Answer these from the Bash tutorial text:
1. What does the command pwd stand for?
2. What must all relative file and folder paths used as arguments be relative to?
3. From which zip file was the practice folder extracted?

### Extracted text
★ ★ ★ ★ ★

The simplest form of Bash’s grammar is a single command or program terminated by the Enter-key. Today we will focus on using built-in commands that control the underlying filesystem.
Where You Are: pwd
Our first Bash command is pwd
, which stands for print working directory.
pwd
Because terminal applications typically open to your home directory by default, the expected output is the absolute path of your home directory, which will vary based on your operating system and your account name.
/c/Users/Erin
This command returns the absolute path of the current working directory. All relative file and folder paths used as arguments must be relative to the current working directory.
Home Directory Structure
Each of you will have a different set of files and folders inside your home directory, which would make it difficult for interactive exercises. However, we’re going to practice Bash commands from inside the talapas-bash
folder you extracted from talapas-bash.zip
.
You should have a folder /users/home/[YOURNAME]/talapas-bash/
(Unix) or /c/users/Home/[YOURNAME]/talapas-bash/
(Git Bash) with a set of practice subfolders and files.

★ ★ ★ ★ ★

### Stored data
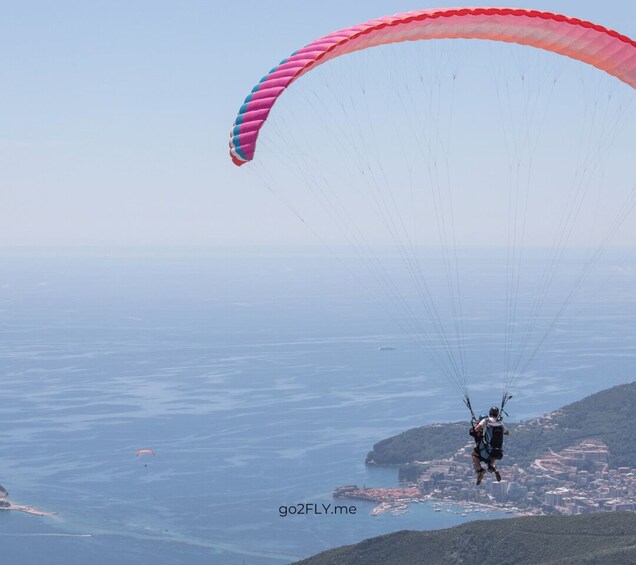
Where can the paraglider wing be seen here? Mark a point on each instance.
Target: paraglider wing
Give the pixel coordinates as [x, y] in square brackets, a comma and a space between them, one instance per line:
[587, 42]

★ ★ ★ ★ ★

### Response for this exercise
1. Print working directory.
2. The current working directory.
3. talapas-bash.zip